What to work on: Extract exactly the range of lines bounded by the line containing "Objective — locate the green" and the final line of the listing, both ends included, and no other lines.

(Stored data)

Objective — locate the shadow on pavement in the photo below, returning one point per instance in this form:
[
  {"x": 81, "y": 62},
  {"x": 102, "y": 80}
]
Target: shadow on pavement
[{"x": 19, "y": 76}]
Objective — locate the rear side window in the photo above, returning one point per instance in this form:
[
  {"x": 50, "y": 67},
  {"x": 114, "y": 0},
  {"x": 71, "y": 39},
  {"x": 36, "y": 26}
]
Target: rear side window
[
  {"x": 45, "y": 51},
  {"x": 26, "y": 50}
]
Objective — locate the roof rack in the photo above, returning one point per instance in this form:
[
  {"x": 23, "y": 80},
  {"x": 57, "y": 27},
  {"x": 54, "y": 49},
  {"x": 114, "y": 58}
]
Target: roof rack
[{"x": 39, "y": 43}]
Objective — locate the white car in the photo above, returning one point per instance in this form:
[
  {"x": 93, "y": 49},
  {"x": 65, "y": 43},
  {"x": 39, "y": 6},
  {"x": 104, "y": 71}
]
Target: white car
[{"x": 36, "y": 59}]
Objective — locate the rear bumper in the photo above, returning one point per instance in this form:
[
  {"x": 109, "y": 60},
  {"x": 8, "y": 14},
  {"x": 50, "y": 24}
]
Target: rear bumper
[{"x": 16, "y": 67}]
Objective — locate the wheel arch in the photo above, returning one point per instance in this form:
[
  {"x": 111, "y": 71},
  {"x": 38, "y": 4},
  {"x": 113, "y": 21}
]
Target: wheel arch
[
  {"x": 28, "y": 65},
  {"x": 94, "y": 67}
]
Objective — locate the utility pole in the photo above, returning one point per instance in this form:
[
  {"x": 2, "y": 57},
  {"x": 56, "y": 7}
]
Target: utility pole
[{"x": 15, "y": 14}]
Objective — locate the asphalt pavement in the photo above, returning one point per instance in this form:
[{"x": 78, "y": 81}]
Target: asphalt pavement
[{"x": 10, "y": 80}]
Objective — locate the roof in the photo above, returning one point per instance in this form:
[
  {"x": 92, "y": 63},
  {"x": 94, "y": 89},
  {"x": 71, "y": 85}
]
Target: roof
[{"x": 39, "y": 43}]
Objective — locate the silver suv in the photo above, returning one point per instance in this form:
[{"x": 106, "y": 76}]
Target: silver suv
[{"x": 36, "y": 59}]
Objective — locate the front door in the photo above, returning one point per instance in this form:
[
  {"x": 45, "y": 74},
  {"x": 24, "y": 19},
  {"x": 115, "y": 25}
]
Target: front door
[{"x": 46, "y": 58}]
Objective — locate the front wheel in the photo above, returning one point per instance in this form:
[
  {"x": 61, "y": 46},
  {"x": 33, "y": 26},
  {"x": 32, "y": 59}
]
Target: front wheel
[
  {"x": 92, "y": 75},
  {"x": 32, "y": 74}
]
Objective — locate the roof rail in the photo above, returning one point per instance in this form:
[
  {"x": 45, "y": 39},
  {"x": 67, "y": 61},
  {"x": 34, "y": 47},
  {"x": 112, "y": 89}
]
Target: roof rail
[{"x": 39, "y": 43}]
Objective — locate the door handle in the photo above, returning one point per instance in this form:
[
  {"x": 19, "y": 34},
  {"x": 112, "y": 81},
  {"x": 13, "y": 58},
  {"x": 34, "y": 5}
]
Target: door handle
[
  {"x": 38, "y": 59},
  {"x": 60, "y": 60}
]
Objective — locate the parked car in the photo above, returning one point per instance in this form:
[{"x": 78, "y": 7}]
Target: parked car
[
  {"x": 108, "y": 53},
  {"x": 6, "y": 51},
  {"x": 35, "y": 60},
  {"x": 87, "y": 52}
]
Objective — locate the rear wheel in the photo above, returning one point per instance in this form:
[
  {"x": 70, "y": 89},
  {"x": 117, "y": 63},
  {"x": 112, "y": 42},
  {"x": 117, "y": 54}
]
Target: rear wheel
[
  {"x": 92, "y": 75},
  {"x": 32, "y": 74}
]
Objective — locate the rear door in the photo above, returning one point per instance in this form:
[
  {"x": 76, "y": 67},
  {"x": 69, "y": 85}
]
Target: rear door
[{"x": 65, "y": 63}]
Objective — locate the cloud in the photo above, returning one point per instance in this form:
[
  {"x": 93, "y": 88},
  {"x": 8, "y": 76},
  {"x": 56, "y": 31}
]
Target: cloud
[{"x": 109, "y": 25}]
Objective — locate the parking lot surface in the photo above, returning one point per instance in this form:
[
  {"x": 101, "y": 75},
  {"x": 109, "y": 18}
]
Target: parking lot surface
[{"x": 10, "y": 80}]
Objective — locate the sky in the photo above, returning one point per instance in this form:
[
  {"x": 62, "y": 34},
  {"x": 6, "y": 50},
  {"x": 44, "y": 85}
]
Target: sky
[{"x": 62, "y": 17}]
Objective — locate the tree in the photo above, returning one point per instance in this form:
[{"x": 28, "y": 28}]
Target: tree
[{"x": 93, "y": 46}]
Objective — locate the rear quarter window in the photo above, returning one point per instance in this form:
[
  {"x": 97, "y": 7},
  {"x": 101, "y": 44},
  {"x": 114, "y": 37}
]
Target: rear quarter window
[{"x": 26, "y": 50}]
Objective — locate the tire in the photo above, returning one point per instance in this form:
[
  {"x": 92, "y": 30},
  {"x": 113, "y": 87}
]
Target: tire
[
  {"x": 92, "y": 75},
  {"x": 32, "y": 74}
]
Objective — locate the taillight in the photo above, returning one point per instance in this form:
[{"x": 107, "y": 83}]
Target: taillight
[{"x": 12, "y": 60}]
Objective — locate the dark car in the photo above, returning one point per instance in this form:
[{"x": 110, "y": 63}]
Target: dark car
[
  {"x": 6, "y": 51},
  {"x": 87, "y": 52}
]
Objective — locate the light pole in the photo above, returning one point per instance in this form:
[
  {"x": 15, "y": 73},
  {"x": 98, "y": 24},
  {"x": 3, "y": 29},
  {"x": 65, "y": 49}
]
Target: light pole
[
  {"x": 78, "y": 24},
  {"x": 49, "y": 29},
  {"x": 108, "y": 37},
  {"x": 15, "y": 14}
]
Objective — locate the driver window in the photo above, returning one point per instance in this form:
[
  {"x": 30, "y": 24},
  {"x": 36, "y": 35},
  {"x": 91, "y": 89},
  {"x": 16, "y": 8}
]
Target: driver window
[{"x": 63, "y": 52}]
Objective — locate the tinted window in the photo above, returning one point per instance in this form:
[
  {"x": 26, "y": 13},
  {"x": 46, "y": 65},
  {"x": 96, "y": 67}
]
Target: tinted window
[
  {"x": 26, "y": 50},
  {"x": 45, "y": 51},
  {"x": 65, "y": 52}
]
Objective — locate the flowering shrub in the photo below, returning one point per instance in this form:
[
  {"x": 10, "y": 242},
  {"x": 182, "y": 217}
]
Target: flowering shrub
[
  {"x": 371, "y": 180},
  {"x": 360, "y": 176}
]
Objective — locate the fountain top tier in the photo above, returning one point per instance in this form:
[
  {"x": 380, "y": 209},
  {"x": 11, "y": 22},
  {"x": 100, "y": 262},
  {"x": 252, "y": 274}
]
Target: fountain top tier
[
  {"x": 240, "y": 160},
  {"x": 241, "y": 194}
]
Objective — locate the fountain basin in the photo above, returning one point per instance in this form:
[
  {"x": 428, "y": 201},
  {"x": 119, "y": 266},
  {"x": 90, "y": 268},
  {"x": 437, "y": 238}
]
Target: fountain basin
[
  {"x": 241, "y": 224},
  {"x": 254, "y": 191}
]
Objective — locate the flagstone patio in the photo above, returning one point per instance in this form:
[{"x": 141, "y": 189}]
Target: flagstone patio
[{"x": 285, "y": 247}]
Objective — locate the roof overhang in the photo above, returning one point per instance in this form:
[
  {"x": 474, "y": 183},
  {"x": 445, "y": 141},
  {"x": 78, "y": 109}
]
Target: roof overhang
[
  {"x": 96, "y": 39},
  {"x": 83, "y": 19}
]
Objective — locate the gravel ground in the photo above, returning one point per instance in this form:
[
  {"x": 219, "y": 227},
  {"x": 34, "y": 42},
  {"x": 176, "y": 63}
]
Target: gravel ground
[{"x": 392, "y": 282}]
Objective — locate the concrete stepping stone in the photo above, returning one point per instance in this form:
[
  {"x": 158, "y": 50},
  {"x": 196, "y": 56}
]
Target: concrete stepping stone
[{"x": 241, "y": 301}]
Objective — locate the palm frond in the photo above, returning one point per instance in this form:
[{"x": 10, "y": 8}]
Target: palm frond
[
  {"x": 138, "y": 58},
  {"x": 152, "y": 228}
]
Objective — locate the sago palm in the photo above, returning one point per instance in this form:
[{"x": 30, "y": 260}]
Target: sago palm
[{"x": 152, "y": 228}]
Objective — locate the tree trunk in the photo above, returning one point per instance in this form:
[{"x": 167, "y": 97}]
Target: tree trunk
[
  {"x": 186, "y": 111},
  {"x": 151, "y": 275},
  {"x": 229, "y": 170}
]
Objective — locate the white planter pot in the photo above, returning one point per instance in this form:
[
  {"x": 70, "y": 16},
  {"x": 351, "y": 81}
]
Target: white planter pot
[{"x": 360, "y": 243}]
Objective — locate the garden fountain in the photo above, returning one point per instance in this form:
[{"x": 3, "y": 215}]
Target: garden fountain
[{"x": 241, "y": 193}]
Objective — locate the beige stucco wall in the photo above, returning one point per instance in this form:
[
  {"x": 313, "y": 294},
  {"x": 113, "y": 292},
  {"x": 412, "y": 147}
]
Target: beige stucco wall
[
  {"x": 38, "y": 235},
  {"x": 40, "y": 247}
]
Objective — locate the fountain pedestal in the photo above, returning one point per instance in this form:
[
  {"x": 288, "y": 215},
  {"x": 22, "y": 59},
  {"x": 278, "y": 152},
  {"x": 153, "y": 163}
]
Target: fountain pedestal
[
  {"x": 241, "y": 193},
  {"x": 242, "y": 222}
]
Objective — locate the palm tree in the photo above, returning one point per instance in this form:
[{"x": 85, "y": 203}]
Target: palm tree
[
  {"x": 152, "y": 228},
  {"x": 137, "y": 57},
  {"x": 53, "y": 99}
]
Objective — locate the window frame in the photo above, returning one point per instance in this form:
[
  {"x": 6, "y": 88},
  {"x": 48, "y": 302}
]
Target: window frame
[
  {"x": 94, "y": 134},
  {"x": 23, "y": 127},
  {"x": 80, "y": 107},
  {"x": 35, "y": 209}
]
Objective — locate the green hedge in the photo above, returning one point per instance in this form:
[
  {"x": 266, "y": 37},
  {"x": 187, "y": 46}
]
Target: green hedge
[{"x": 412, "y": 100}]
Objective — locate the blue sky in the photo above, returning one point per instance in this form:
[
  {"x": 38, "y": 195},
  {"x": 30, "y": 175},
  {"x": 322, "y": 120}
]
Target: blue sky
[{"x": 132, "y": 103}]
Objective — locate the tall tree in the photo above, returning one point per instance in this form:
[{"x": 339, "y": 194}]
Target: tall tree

Response to the exercise:
Objective — locate the green hedge in the photo above, returning one point per instance in this form:
[
  {"x": 266, "y": 37},
  {"x": 187, "y": 46}
]
Target: green hedge
[{"x": 412, "y": 100}]
Objective — locate the blue sky in the photo above, returning one point per instance in this form:
[
  {"x": 38, "y": 195},
  {"x": 30, "y": 175},
  {"x": 322, "y": 120}
]
Target: blue sky
[{"x": 132, "y": 103}]
Objective — locate the tall tree in the photo above, returning one point per instance in this form:
[{"x": 339, "y": 194}]
Target: tall tree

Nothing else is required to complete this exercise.